[Stored data entries]

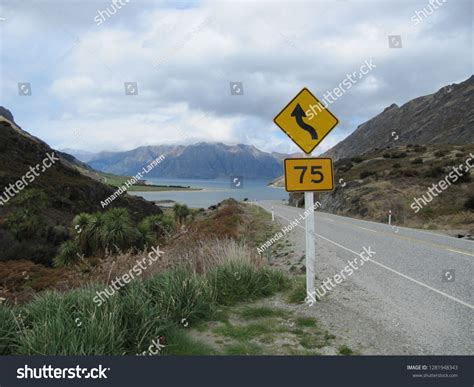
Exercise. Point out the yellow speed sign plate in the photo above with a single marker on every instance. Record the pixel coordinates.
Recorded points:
(309, 174)
(306, 121)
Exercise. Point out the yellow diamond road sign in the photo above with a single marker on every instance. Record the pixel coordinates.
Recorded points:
(309, 174)
(306, 121)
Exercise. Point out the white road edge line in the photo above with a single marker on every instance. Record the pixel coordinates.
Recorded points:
(388, 268)
(421, 240)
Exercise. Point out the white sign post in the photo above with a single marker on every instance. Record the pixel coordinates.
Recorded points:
(310, 242)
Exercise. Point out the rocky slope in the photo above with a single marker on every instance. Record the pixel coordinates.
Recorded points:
(67, 190)
(445, 117)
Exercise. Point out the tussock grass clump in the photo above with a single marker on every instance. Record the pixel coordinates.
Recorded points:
(180, 295)
(8, 331)
(71, 324)
(236, 282)
(68, 254)
(142, 318)
(143, 311)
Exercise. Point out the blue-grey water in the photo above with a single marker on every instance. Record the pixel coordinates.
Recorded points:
(214, 191)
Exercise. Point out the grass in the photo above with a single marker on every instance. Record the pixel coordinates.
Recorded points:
(305, 322)
(236, 282)
(250, 313)
(245, 332)
(71, 323)
(182, 344)
(297, 291)
(240, 349)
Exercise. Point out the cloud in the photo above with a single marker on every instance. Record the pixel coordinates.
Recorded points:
(183, 59)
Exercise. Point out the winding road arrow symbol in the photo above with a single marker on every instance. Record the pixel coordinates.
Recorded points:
(299, 113)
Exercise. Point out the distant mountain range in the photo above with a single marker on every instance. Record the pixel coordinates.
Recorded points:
(69, 187)
(198, 161)
(445, 117)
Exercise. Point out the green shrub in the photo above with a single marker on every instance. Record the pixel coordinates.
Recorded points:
(8, 331)
(72, 324)
(181, 295)
(143, 320)
(68, 254)
(24, 223)
(118, 231)
(238, 282)
(365, 174)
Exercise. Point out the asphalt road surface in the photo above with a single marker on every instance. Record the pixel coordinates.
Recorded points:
(422, 281)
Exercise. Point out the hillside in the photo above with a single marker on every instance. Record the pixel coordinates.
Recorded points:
(197, 161)
(445, 117)
(35, 221)
(368, 187)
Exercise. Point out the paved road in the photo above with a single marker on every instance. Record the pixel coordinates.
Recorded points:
(406, 275)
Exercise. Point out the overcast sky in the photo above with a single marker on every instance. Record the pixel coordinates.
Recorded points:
(184, 54)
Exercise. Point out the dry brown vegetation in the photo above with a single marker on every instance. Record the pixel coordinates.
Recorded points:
(228, 233)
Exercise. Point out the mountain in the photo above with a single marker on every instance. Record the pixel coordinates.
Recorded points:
(197, 161)
(35, 219)
(445, 117)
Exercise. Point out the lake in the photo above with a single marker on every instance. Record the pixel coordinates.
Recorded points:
(214, 191)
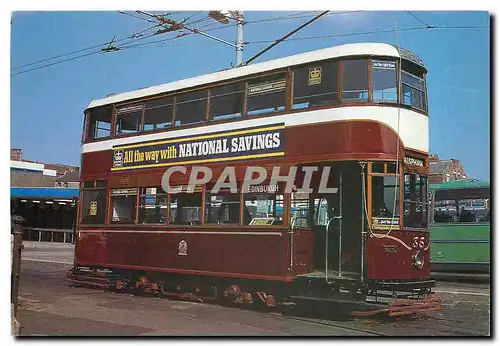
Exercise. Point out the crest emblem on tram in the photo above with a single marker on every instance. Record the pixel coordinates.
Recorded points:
(118, 158)
(182, 248)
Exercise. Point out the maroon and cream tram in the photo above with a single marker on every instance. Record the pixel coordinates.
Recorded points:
(359, 110)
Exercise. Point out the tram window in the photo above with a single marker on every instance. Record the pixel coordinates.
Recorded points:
(226, 101)
(315, 85)
(391, 168)
(185, 208)
(415, 201)
(263, 209)
(100, 122)
(101, 183)
(222, 208)
(158, 114)
(152, 205)
(191, 108)
(413, 90)
(128, 119)
(384, 193)
(354, 81)
(378, 167)
(123, 205)
(300, 210)
(94, 207)
(384, 81)
(266, 95)
(88, 184)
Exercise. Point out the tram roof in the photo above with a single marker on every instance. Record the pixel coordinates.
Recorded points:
(43, 192)
(352, 49)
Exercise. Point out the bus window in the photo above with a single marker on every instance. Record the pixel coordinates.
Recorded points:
(128, 119)
(158, 114)
(263, 209)
(384, 81)
(123, 205)
(315, 85)
(354, 81)
(266, 95)
(185, 208)
(222, 208)
(100, 122)
(152, 205)
(415, 201)
(226, 101)
(191, 107)
(445, 211)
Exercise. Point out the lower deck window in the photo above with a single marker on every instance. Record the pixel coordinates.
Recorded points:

What this task involves:
Check each line of the data above, and please copy the ones in which the string "white" occurs.

Exercise response:
Exercise. Point out the white road edge line in the photo above with a single marker on every instance. Record the pixel coordinates.
Exercise. Point out the white sign post in the photo above with a single marker on every instance. Record the pixel coordinates.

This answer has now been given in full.